Request:
Reproduce every line of the data below verbatim, keeping its order and leaving nothing out.

Entries supplied:
BEGIN
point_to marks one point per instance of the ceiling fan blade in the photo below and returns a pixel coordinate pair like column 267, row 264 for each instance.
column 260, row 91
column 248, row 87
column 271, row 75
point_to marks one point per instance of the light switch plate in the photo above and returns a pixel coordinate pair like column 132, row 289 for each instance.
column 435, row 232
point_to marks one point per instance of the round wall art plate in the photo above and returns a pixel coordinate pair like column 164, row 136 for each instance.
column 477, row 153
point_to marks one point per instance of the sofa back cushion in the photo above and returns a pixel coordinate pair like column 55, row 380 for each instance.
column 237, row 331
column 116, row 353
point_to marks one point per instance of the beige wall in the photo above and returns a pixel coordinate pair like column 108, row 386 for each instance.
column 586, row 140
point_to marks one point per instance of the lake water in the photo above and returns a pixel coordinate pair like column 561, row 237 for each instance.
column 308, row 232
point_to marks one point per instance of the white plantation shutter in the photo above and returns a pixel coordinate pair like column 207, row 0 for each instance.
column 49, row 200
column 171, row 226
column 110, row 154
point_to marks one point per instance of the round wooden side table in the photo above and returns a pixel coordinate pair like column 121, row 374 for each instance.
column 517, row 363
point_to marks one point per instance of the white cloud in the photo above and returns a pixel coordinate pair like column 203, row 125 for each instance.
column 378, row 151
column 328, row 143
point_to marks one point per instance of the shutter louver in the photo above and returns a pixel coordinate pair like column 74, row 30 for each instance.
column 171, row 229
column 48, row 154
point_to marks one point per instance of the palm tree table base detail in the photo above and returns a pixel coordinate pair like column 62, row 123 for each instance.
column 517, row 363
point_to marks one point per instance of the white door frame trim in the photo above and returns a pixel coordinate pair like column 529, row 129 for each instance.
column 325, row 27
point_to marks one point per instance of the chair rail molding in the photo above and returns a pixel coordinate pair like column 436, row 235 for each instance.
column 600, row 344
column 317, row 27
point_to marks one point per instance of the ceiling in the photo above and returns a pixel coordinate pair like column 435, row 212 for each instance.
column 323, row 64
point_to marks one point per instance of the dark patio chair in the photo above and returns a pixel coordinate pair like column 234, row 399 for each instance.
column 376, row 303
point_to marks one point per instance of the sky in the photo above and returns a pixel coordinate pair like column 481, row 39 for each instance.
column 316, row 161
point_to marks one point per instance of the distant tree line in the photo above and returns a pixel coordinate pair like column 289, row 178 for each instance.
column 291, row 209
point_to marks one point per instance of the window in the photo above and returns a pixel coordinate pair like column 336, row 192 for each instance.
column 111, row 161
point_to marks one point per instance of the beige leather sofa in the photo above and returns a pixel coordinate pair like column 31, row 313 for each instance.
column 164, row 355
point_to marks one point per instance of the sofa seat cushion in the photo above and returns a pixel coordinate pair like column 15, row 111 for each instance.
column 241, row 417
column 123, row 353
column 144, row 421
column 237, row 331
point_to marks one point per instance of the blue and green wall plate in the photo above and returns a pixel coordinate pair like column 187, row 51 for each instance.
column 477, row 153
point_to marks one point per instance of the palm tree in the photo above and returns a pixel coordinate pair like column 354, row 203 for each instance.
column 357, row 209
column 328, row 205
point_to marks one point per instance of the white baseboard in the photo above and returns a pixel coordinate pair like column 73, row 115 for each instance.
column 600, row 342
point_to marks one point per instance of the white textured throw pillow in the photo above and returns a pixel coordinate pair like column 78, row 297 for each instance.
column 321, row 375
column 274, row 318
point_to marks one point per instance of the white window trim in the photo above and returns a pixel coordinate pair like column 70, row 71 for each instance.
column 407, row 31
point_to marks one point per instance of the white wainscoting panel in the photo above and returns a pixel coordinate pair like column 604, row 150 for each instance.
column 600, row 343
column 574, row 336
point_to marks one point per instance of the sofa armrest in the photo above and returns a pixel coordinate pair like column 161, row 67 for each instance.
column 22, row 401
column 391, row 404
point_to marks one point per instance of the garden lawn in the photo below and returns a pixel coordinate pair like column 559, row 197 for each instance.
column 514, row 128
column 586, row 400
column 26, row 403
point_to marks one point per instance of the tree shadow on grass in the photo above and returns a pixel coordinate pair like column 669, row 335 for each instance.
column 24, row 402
END
Answer below:
point_to marks one point per instance of the ceiling fan blade in the photo below and returns a pixel coordinate pair like column 267, row 264 for each instance.
column 260, row 91
column 248, row 87
column 271, row 75
point_to marks one point per instance of the light switch plate in the photo above and returns a pixel coordinate pair like column 132, row 289 for each instance.
column 435, row 232
point_to marks one point per instance of the round wall art plate in the photo above and returns a pixel coordinate pair like column 164, row 136 for each instance.
column 477, row 153
point_to marks one point per instance of the sofa back cushion in the photo above and returns a pixel coordinate pair like column 55, row 380 for each instance.
column 237, row 331
column 116, row 353
point_to marks one point per instance of the beige wall in the photo above and returns a pixel coordinate pair like column 108, row 386 for each instance.
column 586, row 140
point_to marks one point per instance of the lake water in the photo above and returns a pixel coordinate pair like column 561, row 237 for each instance.
column 308, row 232
point_to marks one point per instance of the white plantation shutter in the photo above and returns a pixel coordinate pair like column 207, row 0 for each instance.
column 49, row 200
column 171, row 226
column 110, row 154
point_to marks one point per instance of the round wooden side table in the photo above and returns a pixel coordinate pair like column 121, row 374 for each instance.
column 517, row 363
point_to marks one point per instance of the white cloud in the photo above and returns a pixel coordinate pair like column 203, row 125 for each instance.
column 378, row 151
column 328, row 143
point_to marks one point per instance of the shutter louver in the photo above and returns a pixel coordinate pair like column 74, row 30 for each instance.
column 171, row 229
column 48, row 154
point_to marks one point per instance of the palm tree table base detail in the photo above and returns a pixel coordinate pair like column 62, row 123 for each instance.
column 517, row 363
point_to marks one point per instance of the white door frame trim in the photo above and returns a pixel coordinate pair like column 529, row 129 for each instance.
column 325, row 27
point_to marks one point per instance of the chair rail molding in the photo above and returns a pixel coordinate pair like column 436, row 235 for each instance.
column 600, row 344
column 317, row 27
point_to marks one point per instance of the ceiling in the photo above and returns a pixel coordinate pair like column 435, row 212 for each instance.
column 323, row 64
point_to marks one point per instance of the dark patio chair in the photo above and returns a pixel coordinate pair like column 234, row 399 for each instance.
column 376, row 303
point_to marks one point per instance of the sky in the photo above and returns a pixel coordinate pair like column 481, row 39 for each instance.
column 316, row 161
point_to marks one point per instance of the distant tree line in the photo above and returns a pixel coordinate pair like column 289, row 178 for each instance.
column 291, row 209
point_to marks one point per instance of the window in the photo above and returns a pixel coordinate pair like column 336, row 192 for each instance.
column 111, row 161
point_to marks one point per instance of the beige leather sofa in the photo above and returns a pixel coordinate pair like column 31, row 313 for each instance.
column 164, row 355
point_to marks one point per instance of the sofa seat cushion in the photo above and returns a pixel coordinate pair like column 15, row 111 for each instance.
column 241, row 417
column 123, row 353
column 144, row 421
column 237, row 331
point_to marks one point per instance of the blue and green wall plate in the photo above and returns a pixel coordinate pair like column 187, row 51 for each instance.
column 477, row 153
point_to marks one point per instance of the palm tree in the photo above and returns a pixel coordinate pair like column 354, row 203 for each instance.
column 357, row 209
column 328, row 205
point_to marks one point per instance of the white baseboard in the photo above and returns a pixel coordinate pair like column 73, row 115 for each instance.
column 600, row 342
point_to marks one point per instance of the white textured throw pillow in the photo above and returns a pixel coordinate pair like column 78, row 297 for each instance.
column 321, row 375
column 274, row 318
point_to marks one point per instance of the white window trim in the photo above and returns a pixel coordinate pair like column 70, row 71 for each instance.
column 407, row 31
point_to marks one point per instance of the white wainscoting panel in the photo above and returns a pixel coordinate pair like column 604, row 150 for each instance.
column 600, row 343
column 574, row 336
point_to marks one point per instance of the sofa armrest in the photo above and returns a pixel coordinate pair like column 161, row 67 for each instance.
column 22, row 401
column 391, row 404
point_to marks one point per instance of the garden lawn in the photo below and returns a pixel coordinate pair like column 559, row 197 for each instance.
column 514, row 128
column 586, row 400
column 26, row 403
point_to marks one point per instance of the tree shadow on grass in the photo above and returns a pixel coordinate pair like column 669, row 335 for each instance.
column 24, row 402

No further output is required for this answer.